* EXERCISE
Express the lines of the rows as a Markdown table with the columns Number and Line, starting with the line that contains "of the gutter" and going on through the last line of the rows. Leave out blank lines.

* RAW DATA
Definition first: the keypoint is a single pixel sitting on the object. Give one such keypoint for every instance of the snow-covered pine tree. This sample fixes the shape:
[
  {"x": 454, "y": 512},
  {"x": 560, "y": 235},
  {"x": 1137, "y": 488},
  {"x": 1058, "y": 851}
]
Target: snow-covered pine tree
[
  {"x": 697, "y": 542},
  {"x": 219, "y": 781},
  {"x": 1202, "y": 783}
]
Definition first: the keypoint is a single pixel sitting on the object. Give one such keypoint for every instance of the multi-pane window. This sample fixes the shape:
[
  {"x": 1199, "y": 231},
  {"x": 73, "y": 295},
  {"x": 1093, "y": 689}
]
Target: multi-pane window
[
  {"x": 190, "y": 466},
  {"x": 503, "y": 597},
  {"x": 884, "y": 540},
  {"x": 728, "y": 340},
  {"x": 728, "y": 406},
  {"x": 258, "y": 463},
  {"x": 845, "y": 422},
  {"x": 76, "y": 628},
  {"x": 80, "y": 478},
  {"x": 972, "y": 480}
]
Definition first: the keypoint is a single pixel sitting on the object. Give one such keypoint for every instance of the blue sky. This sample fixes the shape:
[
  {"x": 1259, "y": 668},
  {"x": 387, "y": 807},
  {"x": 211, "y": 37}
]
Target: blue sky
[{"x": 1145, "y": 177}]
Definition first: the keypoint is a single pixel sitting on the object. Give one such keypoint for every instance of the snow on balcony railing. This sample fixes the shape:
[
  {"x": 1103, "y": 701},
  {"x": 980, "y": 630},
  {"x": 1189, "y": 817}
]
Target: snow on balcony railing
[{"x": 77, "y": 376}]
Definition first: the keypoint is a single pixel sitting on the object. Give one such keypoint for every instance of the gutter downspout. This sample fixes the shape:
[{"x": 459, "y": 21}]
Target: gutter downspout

* FULL SOLUTION
| Number | Line |
|---|---|
| 1 | Definition first: the keypoint is a single pixel sitting on the object. Give one such keypoint for every instance of the gutter downspout. This sample fixes the shape: |
| 2 | [{"x": 459, "y": 21}] |
| 3 | Target: gutter downspout |